EXERCISE - The records that follow need to be output exactly as they are.

==================================================

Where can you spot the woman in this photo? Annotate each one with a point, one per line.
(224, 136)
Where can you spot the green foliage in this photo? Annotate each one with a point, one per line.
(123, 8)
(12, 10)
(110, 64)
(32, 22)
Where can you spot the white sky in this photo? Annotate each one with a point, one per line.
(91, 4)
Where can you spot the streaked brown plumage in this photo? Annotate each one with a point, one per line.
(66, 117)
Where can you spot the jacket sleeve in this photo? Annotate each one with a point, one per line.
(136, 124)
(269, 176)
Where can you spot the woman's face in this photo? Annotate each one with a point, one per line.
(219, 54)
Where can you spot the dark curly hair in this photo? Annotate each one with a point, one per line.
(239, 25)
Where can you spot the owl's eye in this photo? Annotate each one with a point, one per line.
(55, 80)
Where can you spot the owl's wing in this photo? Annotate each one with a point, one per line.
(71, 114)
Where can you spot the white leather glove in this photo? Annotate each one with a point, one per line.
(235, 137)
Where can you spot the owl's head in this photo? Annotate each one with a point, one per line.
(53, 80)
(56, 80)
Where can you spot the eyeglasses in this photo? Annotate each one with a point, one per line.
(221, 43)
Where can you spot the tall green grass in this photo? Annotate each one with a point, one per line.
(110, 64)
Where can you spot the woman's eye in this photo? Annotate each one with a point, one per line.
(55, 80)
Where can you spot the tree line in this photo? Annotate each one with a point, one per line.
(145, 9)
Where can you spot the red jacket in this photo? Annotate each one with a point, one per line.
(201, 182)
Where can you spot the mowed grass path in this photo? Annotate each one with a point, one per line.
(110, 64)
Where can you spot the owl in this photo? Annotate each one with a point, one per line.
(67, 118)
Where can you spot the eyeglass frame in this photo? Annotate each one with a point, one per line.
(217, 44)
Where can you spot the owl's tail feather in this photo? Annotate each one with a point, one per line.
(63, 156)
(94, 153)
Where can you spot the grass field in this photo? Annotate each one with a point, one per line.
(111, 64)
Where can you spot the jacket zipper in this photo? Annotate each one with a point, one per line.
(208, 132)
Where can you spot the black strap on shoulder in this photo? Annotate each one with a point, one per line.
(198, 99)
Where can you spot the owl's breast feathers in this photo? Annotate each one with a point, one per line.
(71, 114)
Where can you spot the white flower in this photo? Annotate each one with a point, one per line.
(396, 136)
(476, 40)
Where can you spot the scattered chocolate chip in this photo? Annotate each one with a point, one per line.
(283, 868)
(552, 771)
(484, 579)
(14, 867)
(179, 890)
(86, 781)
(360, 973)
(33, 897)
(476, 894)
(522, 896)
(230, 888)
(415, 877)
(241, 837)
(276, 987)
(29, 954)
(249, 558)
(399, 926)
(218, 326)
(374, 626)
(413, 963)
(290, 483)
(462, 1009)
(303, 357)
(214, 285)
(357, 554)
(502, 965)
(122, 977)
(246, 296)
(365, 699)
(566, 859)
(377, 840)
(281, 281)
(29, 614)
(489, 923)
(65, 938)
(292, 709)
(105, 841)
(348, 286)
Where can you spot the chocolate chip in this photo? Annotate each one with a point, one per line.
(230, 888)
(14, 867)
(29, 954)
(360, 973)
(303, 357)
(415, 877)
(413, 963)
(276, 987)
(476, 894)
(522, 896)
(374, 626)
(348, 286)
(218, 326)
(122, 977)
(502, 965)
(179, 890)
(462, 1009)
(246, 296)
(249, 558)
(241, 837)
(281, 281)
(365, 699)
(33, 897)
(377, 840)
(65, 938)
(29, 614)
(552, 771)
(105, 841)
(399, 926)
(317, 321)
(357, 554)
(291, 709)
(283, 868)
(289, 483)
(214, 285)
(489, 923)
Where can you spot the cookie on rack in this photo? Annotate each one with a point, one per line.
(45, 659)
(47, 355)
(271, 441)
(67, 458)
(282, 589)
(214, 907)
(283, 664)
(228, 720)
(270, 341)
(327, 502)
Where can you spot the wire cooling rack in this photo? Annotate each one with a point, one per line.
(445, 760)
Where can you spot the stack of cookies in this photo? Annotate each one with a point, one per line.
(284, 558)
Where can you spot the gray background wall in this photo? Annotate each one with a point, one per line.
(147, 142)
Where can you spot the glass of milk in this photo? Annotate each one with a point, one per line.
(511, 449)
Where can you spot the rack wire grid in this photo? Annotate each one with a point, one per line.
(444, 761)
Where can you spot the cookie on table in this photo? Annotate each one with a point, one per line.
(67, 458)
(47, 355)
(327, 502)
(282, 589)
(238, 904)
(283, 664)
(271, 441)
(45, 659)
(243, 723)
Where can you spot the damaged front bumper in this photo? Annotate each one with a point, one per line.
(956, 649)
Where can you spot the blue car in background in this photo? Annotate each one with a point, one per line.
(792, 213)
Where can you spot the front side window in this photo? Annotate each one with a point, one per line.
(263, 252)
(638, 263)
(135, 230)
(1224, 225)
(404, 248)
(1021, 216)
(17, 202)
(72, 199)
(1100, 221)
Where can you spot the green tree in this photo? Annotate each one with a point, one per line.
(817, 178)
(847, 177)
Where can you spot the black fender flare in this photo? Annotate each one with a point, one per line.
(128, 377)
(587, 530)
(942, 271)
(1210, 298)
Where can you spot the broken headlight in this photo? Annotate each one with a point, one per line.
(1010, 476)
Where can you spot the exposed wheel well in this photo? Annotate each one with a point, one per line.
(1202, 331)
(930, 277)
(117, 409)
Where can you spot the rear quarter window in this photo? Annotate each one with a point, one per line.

==================================================

COMPLETED EXERCISE -
Where can you spot the woman in this photo? Annotate each one with a point, one per line.
(224, 136)
Where can you spot the green foliage in this photo? Annotate each one with a point, one per line.
(123, 8)
(12, 10)
(110, 64)
(32, 22)
Where can you spot the white sky in this photo? Annotate each one with a point, one per line.
(91, 4)
Where can you spot the streaked brown plumage in this photo? Annotate each one with a point, one per line.
(66, 117)
Where can you spot the jacket sleeve in this photo? Annotate each one with a point, one per line.
(136, 124)
(269, 176)
Where can you spot the woman's face in this photo? Annotate each one with a point, one per line.
(219, 54)
Where can you spot the dark curly hair in this photo? Annotate each one with a point, one per line.
(239, 25)
Where can you spot the owl's eye in this photo? Annotate each one with a point, one per line.
(55, 80)
Where can you spot the owl's wing in this photo? Annotate each one with a point, one per line.
(71, 114)
Where can you spot the white leather glove in this photo? Annotate each one with a point, one per line.
(235, 137)
Where can you spot the owl's head in this photo? Annotate each one with a point, one per line.
(53, 80)
(56, 80)
Where can you spot the eyeglasses in this photo? Annotate each one with a point, one per line.
(221, 43)
Where can you spot the tall green grass in this photo? Annotate each one with a point, one per line.
(110, 64)
Where can you spot the woman's eye in this photo? Annotate each one with a point, one per line.
(55, 80)
Where can you spot the tree line in this photo? Annotate each one with a point, one per line.
(145, 9)
Where can you spot the red jacket in this photo? Annotate each one with a point, one per line.
(201, 182)
Where can you spot the mowed grass path in this photo? Annotate each one with a point, one per line.
(110, 64)
Where can you spot the owl in this photo? Annotate each one with a point, one per line.
(67, 118)
Where can you spot the eyeglass frame in this photo? Annotate each one with a point, one per line.
(217, 44)
Where can you spot the owl's tail feather in this photo? Annotate each one with a point, one per line.
(63, 156)
(94, 153)
Where can you spot the grass field in this photo? Annotate each one with a point, one per line.
(111, 64)
Where can you spot the jacket zipper in this photo? Annotate each one with a point, one per line.
(208, 132)
Where can you spot the black strap on shoulder in this photo? Annotate each one with a point, one per line.
(198, 99)
Where can you spot the owl's breast feathers in this photo? Annotate each one with a point, one per line.
(71, 114)
Where can you spot the white flower in this photo? Annotate each one with a point, one per line.
(396, 136)
(476, 40)
Where can you spot the scattered chocolate chip in this photo? Annotate each one with a point, one per line.
(283, 868)
(552, 771)
(484, 579)
(14, 867)
(179, 890)
(86, 781)
(360, 973)
(33, 897)
(476, 894)
(522, 896)
(230, 888)
(415, 877)
(241, 837)
(276, 987)
(29, 954)
(249, 558)
(399, 926)
(218, 326)
(374, 626)
(413, 963)
(290, 483)
(462, 1009)
(303, 357)
(214, 285)
(357, 554)
(502, 965)
(122, 977)
(246, 296)
(365, 699)
(566, 859)
(377, 840)
(281, 281)
(29, 614)
(489, 923)
(65, 938)
(292, 709)
(105, 841)
(348, 286)
Where can you spot the chocolate chip in this photo? Annotate each one with a point, one per line.
(230, 888)
(14, 867)
(29, 954)
(360, 973)
(303, 357)
(415, 877)
(413, 963)
(276, 987)
(476, 894)
(522, 896)
(374, 626)
(348, 286)
(218, 326)
(122, 977)
(502, 965)
(179, 890)
(462, 1009)
(246, 296)
(249, 558)
(241, 837)
(281, 281)
(365, 699)
(33, 897)
(377, 840)
(65, 938)
(29, 614)
(552, 771)
(105, 841)
(399, 926)
(317, 321)
(357, 554)
(291, 709)
(283, 868)
(289, 483)
(214, 285)
(489, 923)
Where can you spot the cookie on rack in this photo? Annotate each one with a point, one per line.
(45, 659)
(47, 355)
(271, 441)
(67, 458)
(282, 589)
(214, 907)
(283, 664)
(228, 720)
(270, 341)
(327, 502)
Where can you spot the wire cooling rack in this photo? Annotate each one with a point, one per line.
(445, 760)
Where can you spot the stack of cookies in this photo? Annotate each one with a point, one per line.
(284, 558)
Where can you spot the gray background wall in this photo? Annotate each one with a point, one per line.
(147, 142)
Where can you spot the glass of milk in this photo? Annotate each one with a point, one per line.
(511, 449)
Where can you spot the rack wire grid in this photo? Annotate each one with a point, one per line.
(444, 761)
Where can you spot the cookie on table in this photo? Annotate each one with a point, one per line.
(67, 458)
(47, 355)
(327, 502)
(282, 589)
(238, 904)
(283, 664)
(271, 441)
(45, 659)
(243, 723)
Where can you spot the damaged front bumper in this photo? Annotate each one with a point, one per line.
(956, 649)
Where can you spot the blue car in background in this photo? Annotate each one with a point, one per line.
(792, 213)
Where can you spot the front side window in this photo? Annotate each one with a point, one per line.
(263, 252)
(638, 263)
(135, 230)
(1224, 225)
(404, 248)
(1021, 216)
(17, 202)
(72, 199)
(1100, 221)
Where can you spot the green tree in this photo? Annotate each one with a point, one per line.
(817, 178)
(847, 177)
Where can you spot the black fender flare in this photo? Annotate each one with a point, one per line.
(128, 377)
(587, 530)
(942, 271)
(1210, 298)
Where can you spot the broken headlight in this photo? Annotate each one with a point, one per line.
(1010, 476)
Where can you spot the exposed wheel well in this photo? Annotate each one with a point, one per line.
(1202, 331)
(930, 277)
(117, 409)
Where can you spot the rear quarter window in this photo? Annotate each one with a point, one per line.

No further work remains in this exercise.